Supplied records:

##########

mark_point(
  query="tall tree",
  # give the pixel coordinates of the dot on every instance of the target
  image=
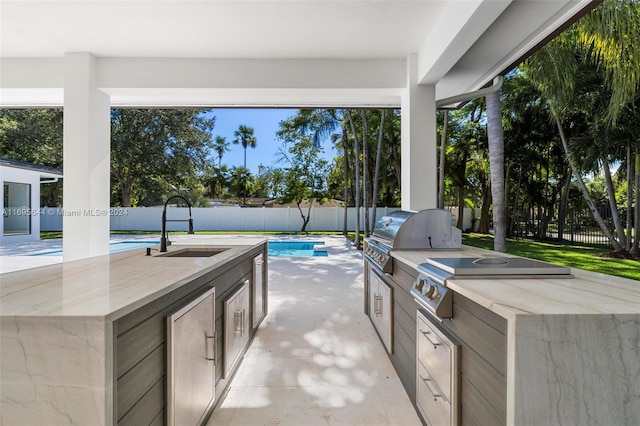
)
(156, 152)
(245, 137)
(607, 39)
(303, 178)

##########

Required task: Please render every line of the rows above as a Markdown table with two columns, Index for the line number and Content for the line itself. Skip blank lines and leave the pictures out.

Answer for the task:
| Index | Content |
|---|---|
| 1 | mark_point( |
| 2 |   query="tall tree", |
| 3 |   # give the pixel coordinates of the dot on every instance of the target |
| 4 |   image= |
| 5 | ) |
| 6 | (156, 152) |
| 7 | (245, 137) |
| 8 | (607, 39) |
| 9 | (303, 178) |